● YOUR ASSIGNMENT
Lines from the material below that hold the string "reading" are what is needed; copy each of them.

● INPUT DATA
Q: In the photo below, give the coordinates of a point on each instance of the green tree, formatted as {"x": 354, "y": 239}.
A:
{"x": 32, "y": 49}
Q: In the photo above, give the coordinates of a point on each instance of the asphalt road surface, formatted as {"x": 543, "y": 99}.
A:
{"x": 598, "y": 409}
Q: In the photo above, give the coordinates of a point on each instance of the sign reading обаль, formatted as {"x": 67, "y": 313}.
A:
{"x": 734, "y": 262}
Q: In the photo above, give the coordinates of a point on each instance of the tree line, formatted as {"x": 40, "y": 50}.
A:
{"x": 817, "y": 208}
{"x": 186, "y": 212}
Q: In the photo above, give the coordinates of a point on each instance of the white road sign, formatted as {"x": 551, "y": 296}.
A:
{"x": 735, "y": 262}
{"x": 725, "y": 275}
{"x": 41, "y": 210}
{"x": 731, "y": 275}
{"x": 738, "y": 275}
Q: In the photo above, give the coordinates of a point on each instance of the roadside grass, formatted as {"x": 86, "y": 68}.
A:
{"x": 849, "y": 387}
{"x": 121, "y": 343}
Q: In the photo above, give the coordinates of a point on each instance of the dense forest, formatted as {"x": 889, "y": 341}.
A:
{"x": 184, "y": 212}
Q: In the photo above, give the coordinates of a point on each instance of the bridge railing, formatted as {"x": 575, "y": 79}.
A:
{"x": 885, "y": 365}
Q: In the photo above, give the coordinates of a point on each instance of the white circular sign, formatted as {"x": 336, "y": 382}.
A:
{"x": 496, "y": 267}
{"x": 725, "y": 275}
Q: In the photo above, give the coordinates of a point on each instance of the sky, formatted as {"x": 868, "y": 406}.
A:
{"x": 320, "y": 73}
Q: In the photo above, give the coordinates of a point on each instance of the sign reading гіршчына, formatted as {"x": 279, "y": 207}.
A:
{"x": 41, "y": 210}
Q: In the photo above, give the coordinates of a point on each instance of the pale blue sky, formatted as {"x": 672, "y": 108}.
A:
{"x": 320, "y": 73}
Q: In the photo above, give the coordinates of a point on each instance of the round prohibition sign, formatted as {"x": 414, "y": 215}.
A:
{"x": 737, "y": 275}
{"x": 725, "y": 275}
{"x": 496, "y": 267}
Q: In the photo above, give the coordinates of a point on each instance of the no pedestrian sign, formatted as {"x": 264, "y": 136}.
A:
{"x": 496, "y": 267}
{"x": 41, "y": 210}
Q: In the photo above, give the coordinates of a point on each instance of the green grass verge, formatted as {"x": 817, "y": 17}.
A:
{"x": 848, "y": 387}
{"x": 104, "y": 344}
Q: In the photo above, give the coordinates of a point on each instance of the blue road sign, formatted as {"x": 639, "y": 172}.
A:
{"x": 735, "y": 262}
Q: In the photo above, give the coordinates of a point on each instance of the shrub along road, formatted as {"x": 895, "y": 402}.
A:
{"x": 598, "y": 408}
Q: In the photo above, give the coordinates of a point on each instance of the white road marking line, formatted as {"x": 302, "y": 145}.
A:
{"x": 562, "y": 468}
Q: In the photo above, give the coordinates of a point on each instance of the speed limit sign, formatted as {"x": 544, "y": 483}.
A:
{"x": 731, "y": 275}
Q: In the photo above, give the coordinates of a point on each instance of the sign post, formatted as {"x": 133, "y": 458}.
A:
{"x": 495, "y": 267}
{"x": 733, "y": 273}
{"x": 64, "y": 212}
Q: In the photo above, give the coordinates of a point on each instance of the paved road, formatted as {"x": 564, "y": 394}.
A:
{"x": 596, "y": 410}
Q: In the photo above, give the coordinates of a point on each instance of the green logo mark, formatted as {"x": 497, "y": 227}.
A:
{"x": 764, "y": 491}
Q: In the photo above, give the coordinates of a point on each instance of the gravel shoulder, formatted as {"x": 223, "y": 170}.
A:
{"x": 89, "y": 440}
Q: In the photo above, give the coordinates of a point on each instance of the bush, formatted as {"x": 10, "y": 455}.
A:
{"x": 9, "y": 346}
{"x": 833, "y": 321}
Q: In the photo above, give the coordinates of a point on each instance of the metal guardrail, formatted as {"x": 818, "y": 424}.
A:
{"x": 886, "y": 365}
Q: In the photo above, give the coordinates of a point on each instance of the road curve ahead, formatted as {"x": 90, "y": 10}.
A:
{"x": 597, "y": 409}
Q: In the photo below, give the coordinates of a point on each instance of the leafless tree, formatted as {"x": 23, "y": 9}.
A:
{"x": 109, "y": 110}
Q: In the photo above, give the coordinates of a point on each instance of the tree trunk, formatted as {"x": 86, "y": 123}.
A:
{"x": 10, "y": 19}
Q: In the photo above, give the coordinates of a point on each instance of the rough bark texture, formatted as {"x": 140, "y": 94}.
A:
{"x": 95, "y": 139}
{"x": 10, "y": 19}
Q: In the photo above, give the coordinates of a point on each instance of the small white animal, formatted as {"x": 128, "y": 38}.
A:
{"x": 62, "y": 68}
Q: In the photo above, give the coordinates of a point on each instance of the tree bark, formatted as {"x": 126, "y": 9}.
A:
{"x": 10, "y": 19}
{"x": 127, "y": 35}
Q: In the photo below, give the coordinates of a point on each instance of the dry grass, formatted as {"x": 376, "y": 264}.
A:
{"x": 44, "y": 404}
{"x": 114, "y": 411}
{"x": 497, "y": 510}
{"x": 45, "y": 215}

---

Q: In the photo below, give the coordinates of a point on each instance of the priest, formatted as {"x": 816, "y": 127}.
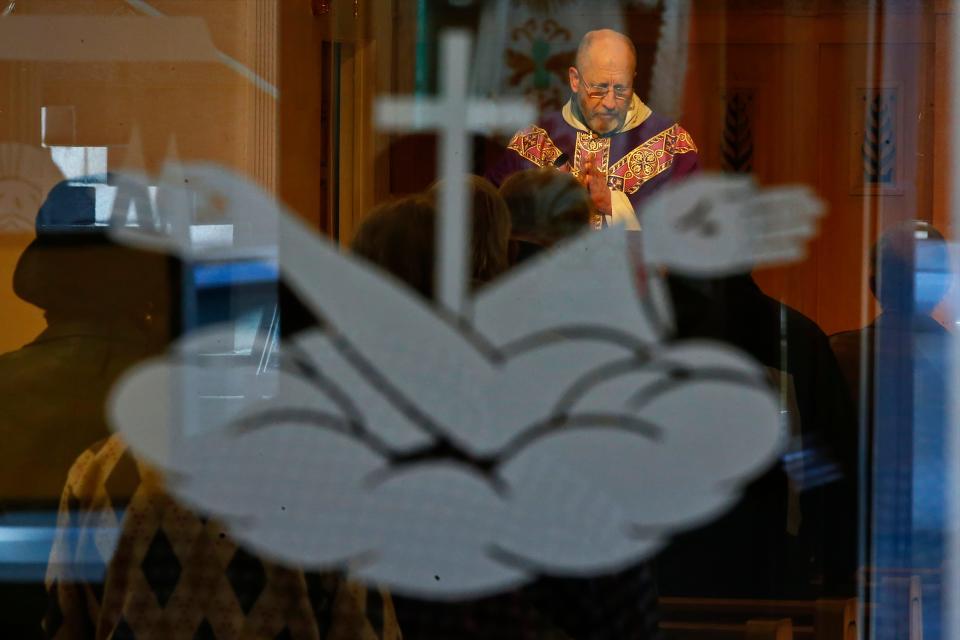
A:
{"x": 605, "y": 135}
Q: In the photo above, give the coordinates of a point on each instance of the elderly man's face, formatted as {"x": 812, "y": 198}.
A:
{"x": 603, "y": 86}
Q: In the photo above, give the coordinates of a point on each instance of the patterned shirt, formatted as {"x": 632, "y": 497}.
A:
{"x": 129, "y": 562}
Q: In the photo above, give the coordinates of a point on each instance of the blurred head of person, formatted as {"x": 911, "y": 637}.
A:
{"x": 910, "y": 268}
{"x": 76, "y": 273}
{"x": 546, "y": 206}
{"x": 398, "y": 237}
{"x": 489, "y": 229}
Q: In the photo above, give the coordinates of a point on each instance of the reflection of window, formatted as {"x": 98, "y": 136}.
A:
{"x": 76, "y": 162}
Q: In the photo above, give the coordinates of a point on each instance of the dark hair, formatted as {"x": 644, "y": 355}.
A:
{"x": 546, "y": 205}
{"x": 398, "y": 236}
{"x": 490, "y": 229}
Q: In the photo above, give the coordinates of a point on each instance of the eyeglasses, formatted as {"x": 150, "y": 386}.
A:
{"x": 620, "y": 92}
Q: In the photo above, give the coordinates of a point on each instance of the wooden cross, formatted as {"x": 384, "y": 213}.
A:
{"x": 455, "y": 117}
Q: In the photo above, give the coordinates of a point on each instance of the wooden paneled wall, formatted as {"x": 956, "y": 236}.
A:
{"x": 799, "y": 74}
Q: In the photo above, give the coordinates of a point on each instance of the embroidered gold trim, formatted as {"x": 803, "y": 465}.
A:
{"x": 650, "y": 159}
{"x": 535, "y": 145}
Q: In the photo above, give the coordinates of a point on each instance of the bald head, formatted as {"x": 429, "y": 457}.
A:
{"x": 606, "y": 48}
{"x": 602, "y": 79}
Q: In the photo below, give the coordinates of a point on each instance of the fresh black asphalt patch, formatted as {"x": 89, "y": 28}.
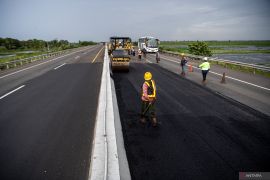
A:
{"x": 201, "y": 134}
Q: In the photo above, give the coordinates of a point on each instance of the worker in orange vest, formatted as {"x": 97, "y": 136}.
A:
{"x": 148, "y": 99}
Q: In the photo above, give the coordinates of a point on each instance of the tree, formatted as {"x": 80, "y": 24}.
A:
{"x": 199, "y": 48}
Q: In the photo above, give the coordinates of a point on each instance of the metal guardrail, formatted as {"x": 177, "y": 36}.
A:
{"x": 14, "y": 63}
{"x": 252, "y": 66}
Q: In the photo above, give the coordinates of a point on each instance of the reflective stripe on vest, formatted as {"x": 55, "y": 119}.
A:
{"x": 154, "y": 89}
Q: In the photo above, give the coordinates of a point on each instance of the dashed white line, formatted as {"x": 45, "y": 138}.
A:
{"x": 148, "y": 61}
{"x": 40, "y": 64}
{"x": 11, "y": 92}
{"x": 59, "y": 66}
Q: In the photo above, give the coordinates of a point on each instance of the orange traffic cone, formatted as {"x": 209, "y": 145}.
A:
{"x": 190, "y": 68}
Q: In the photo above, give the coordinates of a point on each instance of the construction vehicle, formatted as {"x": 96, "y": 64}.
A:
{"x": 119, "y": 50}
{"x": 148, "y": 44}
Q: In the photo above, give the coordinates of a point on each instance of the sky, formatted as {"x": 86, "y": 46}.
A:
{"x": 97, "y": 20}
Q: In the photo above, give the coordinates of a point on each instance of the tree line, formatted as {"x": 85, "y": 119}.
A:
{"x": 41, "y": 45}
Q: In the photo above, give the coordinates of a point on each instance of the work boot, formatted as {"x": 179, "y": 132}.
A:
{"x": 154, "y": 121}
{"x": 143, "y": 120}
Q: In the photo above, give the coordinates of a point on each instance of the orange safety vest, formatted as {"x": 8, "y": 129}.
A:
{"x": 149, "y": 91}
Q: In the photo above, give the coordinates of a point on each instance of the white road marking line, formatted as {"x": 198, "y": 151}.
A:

==

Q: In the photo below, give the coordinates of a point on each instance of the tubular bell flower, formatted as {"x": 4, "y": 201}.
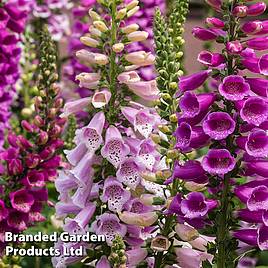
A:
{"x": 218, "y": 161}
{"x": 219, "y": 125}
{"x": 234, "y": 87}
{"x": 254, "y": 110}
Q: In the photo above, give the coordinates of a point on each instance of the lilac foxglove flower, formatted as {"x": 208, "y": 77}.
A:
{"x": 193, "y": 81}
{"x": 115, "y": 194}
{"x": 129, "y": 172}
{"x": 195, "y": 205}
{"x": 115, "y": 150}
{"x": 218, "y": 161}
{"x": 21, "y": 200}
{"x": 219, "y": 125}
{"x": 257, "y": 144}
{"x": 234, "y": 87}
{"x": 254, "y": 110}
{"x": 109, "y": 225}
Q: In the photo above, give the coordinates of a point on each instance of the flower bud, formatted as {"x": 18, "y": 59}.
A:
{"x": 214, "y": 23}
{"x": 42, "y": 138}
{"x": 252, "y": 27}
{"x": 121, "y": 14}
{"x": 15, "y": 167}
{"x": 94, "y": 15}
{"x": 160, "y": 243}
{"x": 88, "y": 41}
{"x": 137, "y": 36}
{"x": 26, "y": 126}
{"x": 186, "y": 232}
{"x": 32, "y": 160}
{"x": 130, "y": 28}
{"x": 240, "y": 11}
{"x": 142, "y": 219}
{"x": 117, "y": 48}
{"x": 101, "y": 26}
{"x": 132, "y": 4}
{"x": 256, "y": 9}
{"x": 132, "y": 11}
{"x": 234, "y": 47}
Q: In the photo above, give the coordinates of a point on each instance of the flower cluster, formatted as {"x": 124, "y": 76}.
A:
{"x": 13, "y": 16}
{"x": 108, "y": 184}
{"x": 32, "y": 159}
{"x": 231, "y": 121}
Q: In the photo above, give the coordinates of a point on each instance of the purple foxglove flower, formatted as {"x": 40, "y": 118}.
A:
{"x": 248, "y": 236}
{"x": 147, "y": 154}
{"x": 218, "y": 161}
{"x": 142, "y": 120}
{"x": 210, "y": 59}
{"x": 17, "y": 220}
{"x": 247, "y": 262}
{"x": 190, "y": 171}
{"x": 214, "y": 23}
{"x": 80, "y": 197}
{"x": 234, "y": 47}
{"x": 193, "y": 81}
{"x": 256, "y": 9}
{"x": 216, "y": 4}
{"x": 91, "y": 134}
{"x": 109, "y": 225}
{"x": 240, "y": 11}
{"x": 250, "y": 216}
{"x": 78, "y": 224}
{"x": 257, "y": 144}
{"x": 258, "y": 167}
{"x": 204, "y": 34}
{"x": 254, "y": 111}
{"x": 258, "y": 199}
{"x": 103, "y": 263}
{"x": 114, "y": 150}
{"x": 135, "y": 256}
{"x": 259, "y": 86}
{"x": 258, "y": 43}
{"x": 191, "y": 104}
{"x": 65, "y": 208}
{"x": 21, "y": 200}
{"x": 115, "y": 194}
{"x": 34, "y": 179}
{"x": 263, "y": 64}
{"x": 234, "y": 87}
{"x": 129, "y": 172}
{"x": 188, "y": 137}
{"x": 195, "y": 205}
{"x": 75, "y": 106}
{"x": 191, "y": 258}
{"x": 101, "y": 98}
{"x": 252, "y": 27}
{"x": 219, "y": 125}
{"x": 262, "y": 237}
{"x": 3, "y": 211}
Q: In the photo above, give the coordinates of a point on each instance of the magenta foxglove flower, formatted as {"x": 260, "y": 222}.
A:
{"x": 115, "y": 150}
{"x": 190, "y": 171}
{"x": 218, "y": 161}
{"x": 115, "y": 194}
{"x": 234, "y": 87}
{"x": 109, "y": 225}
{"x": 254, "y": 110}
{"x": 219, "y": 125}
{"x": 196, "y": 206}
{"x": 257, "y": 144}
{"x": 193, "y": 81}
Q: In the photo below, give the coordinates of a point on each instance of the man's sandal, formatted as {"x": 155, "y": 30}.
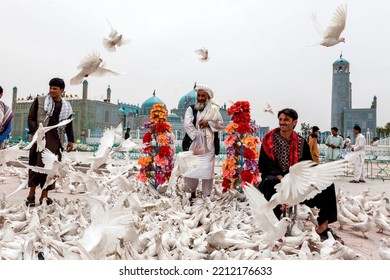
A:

● ANSWER FOR THE TASK
Q: In the photo above, give the coordinates of a point on each instance of the sign reading обаль, formatted as {"x": 67, "y": 313}.
Q: In the photo above, give the coordinates of a point on each instance of the sign reading гіршчына, formatted as {"x": 279, "y": 207}.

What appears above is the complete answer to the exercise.